> [Yazılı görev 1]:
Belgeye göre Herzl, "Büyük İsrail" tezini hangi yıl detaylı olarak ortaya koymuştur?

> [Belge]:
- - -

28 Ekim 2014 Salı

SA957/TG66: İsrail'in Rüyâsı: Büyük İsrail için Çizilen Kanlı Yol Haritası

“The Israeli Dream”: The Criminal Roadmap Towards “Greater Israel”?


“Yinon Planı, İsrail’in bölgesel hâkimiyet sağlamasına imkân sağlayacak bir İsrail strateji planıdır. İsrail’in jeopolitik koşullarını, çevre Arap devletlerinin daha küçük ve zayıf devletler halinde parçalara ayrılması yoluyla yeniden şekillendirmesi gerektiği fikri üzerinde ısrar eder ve bunu şart koşar”

Siyonizmin fikir babası Theodore Herzl’e göre “Büyük İsrail” kavramı “Mısır Nehri’nden (Nil) Fırat Nehri’ne kadar” yayılan bir Yahudi Devleti’ni kapsamaktadır.

Filistin Yahudi Temsilciliği’nden Haham Fischmann, 9 Temmuz 1947 tarihinde BM Özel Komitesi’ne şu ifadelerde bulunmuştur:

“Vaadedilmiş Topraklar, Mısır Nehri’nden Fırat Nehrine kadar yayılır, Suriye ve Lübnan’ın bazı bölümlerini içerir” [Michel Chossudovsky. (1)]

Böylece bu topraklar “Nil Nehri’nden Fırat Nehri’ne kadar” olan bölgeyi kapsamaktadır. Bu tez detaylı olarak 1904 senesinde Herzl tarafından ortaya koyulmuştur.

Michel Chossudovsky tarafından yazılan aynı makalede Mahdi Darius Nazemroaya'nın, Yinon Planı (1982) hakkında söylediği şu sözler yer almaktadır: “….Britanya’nın Orta Doğu’daki sömürge tasarımının bir devamı”:

“Yinon Planı, İsrail’in bölgesel hâkimiyet sağlamasına imkân sağlayacak bir İsrail strateji planıdır. İsrail’in jeopolitik koşullarını, çevre Arap devletlerinin daha küçük ve zayıf devletler halinde parçalara ayrılması yoluyla yeniden şekillendirmesi gerektiği fikri üzerinde ısrar eder ve bunu şart koşar.


“İsrailli uzmanlar Arap devletleri içerisinde Irak’ı kendilerine en büyük ve zorlu stratejik hedef olarak görmüşlerdir. Bu sebeple Irak, Orta Doğu ve Arap ülkelerinin parçalara ayrılmasında merkezi konumda yer almıştır. Yinon Planı konsepti temelinde, İsrailli uzmanlar Irak’ın bir Kürt devleti ve biri Şii diğeri de Sünni Müslümanlara ait olacak şekilde iki Arap devletine bölünmesini planlamışlardır. Bu kapsamda gerçekleştirilen ilk aşama Yinon Planı’nda yer alan Irak ve İran arasındaki savaştır.”

- - -

> [Sağlanan kayıtlar]:
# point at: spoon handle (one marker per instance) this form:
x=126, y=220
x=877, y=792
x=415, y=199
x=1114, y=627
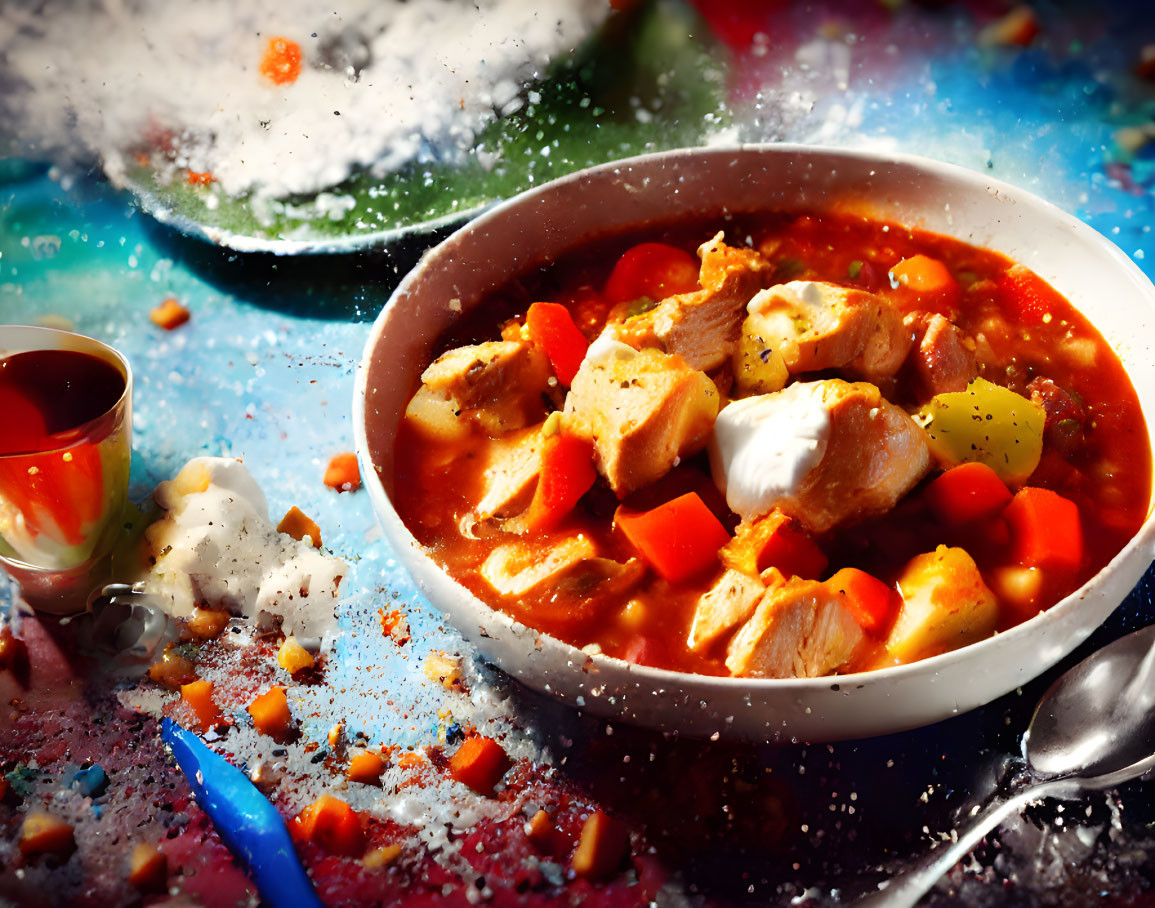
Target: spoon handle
x=906, y=890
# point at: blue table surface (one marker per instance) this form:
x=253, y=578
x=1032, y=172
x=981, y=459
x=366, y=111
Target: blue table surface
x=265, y=367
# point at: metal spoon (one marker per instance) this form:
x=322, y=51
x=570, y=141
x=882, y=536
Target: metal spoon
x=1093, y=729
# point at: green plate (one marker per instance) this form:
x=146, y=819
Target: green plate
x=648, y=81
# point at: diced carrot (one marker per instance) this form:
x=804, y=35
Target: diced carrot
x=293, y=657
x=207, y=624
x=653, y=270
x=270, y=713
x=173, y=670
x=281, y=62
x=148, y=869
x=479, y=763
x=966, y=493
x=365, y=767
x=45, y=834
x=931, y=282
x=333, y=825
x=551, y=327
x=679, y=538
x=199, y=696
x=1045, y=530
x=601, y=848
x=342, y=473
x=169, y=314
x=1027, y=296
x=775, y=541
x=298, y=525
x=871, y=601
x=539, y=828
x=567, y=473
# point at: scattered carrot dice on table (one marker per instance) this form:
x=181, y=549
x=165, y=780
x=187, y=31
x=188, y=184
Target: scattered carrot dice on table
x=342, y=473
x=199, y=696
x=479, y=763
x=293, y=657
x=601, y=848
x=270, y=713
x=45, y=834
x=148, y=869
x=169, y=314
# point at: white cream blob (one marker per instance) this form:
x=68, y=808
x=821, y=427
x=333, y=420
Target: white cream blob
x=762, y=447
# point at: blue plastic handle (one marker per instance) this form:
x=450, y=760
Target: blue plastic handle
x=245, y=820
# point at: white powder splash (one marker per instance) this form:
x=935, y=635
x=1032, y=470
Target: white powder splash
x=381, y=82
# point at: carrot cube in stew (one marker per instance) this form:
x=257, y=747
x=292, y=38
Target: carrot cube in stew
x=270, y=713
x=966, y=493
x=479, y=763
x=1045, y=530
x=551, y=327
x=602, y=847
x=679, y=538
x=871, y=601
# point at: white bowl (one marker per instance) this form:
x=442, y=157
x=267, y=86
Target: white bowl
x=538, y=224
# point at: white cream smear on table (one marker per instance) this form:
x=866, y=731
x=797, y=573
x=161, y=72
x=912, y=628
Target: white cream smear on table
x=216, y=548
x=762, y=447
x=382, y=82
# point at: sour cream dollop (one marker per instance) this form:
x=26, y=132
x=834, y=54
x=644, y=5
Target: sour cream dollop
x=764, y=446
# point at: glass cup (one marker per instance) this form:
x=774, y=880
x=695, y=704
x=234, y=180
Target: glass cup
x=62, y=488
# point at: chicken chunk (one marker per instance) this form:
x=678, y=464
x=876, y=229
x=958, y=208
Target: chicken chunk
x=816, y=326
x=512, y=467
x=826, y=453
x=641, y=409
x=799, y=630
x=702, y=326
x=572, y=564
x=499, y=385
x=727, y=604
x=941, y=359
x=945, y=605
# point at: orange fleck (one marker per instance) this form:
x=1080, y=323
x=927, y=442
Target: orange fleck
x=342, y=473
x=281, y=62
x=169, y=314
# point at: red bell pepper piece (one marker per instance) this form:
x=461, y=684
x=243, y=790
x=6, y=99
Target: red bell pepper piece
x=966, y=493
x=679, y=538
x=1027, y=296
x=551, y=327
x=654, y=270
x=871, y=601
x=567, y=473
x=1045, y=530
x=931, y=282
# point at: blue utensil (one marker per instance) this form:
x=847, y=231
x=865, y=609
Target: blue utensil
x=244, y=818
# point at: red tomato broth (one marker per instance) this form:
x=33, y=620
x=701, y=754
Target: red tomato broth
x=1108, y=474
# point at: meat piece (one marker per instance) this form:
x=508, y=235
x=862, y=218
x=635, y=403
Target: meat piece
x=571, y=565
x=941, y=359
x=499, y=385
x=702, y=326
x=641, y=409
x=945, y=605
x=799, y=630
x=826, y=453
x=816, y=326
x=511, y=471
x=727, y=604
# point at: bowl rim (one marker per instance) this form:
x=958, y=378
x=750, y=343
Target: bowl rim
x=1142, y=540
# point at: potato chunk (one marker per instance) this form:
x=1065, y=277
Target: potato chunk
x=799, y=630
x=702, y=326
x=945, y=605
x=641, y=409
x=816, y=326
x=499, y=385
x=727, y=604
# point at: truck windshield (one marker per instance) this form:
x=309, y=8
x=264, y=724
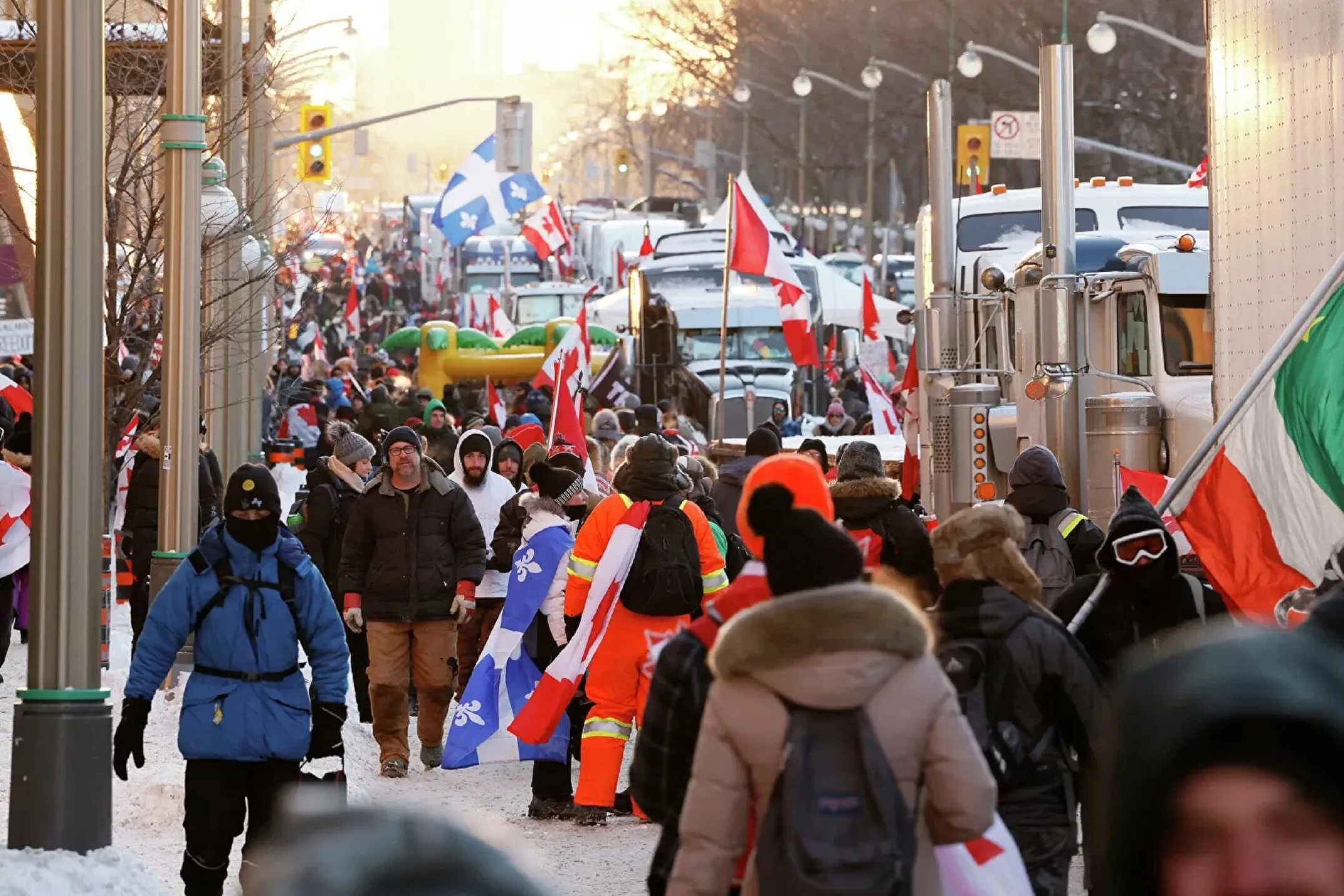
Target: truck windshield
x=538, y=310
x=1179, y=218
x=1187, y=335
x=745, y=345
x=979, y=233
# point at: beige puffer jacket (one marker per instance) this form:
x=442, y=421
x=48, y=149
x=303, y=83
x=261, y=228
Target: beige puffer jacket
x=832, y=649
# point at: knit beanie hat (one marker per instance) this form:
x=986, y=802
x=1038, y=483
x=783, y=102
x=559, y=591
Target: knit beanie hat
x=251, y=488
x=820, y=448
x=555, y=483
x=401, y=435
x=981, y=543
x=800, y=476
x=348, y=446
x=861, y=461
x=762, y=442
x=803, y=551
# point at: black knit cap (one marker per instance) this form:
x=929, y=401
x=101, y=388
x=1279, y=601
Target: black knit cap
x=801, y=550
x=554, y=483
x=400, y=435
x=251, y=488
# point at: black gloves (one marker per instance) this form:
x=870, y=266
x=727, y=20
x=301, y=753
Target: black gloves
x=326, y=740
x=129, y=739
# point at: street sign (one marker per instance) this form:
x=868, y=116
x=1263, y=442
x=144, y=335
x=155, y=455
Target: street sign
x=705, y=153
x=1015, y=134
x=16, y=336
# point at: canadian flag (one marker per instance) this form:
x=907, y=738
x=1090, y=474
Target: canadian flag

- - -

> [Yazılı görev 2]:
Kayıtlarda "# point at: black knit" ifadesini içeren satırla başlayıp "x=16, y=336" ifadesini içeren satırla biten bölümü, iki uç satır da dahil ve boş satırlar atlanarak numaralı bir listeye dönüştür. Yalnızca bu satırları ver.

> [Çözüm 1]:
1904 senesinde.

> [Çözüm 2]:
1. # point at: black knit cap (one marker per instance) this form:
2. x=929, y=401
3. x=101, y=388
4. x=1279, y=601
5. Target: black knit cap
6. x=801, y=550
7. x=554, y=483
8. x=400, y=435
9. x=251, y=488
10. # point at: black gloves (one marker per instance) this form:
11. x=870, y=266
12. x=727, y=20
13. x=301, y=753
14. Target: black gloves
15. x=326, y=740
16. x=129, y=739
17. # point at: street sign (one marker per instance) this form:
18. x=868, y=116
19. x=1263, y=442
20. x=144, y=335
21. x=155, y=455
22. Target: street sign
23. x=705, y=153
24. x=1015, y=134
25. x=16, y=336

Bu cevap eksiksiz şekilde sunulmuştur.